Rows from a pointing dataset:
========

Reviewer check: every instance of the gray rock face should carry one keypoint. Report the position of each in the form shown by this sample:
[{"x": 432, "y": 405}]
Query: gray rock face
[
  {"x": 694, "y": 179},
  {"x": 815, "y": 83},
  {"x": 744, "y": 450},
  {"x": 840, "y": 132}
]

========

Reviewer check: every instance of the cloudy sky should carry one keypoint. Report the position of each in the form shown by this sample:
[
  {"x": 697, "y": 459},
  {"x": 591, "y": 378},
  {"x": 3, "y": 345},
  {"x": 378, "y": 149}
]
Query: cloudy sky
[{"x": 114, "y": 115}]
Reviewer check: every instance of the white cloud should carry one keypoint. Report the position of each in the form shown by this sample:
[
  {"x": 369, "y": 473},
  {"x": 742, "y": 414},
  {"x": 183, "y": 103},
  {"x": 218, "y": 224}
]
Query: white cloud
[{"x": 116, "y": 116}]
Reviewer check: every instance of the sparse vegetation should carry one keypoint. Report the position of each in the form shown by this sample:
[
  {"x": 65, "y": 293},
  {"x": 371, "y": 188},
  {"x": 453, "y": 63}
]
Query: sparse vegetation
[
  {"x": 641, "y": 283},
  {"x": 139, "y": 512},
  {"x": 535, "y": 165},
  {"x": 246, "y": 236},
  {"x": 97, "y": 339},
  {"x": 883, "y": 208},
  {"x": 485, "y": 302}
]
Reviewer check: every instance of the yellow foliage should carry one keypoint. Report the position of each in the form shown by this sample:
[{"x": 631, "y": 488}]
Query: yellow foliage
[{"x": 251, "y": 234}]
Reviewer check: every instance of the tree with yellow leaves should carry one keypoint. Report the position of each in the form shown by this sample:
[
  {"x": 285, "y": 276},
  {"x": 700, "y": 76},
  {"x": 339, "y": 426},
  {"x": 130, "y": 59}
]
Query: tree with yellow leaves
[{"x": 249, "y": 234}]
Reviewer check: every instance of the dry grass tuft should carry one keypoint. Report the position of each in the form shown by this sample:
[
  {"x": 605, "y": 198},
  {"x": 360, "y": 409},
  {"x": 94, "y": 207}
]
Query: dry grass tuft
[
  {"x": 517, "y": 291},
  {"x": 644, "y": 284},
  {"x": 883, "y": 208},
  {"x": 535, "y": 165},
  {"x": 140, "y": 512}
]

========

◆ The task: Count the lines in the rows above that contain the string "cloudy", treating uppercase and lowercase as different. Reply with the number alone.

◆ Task response: 2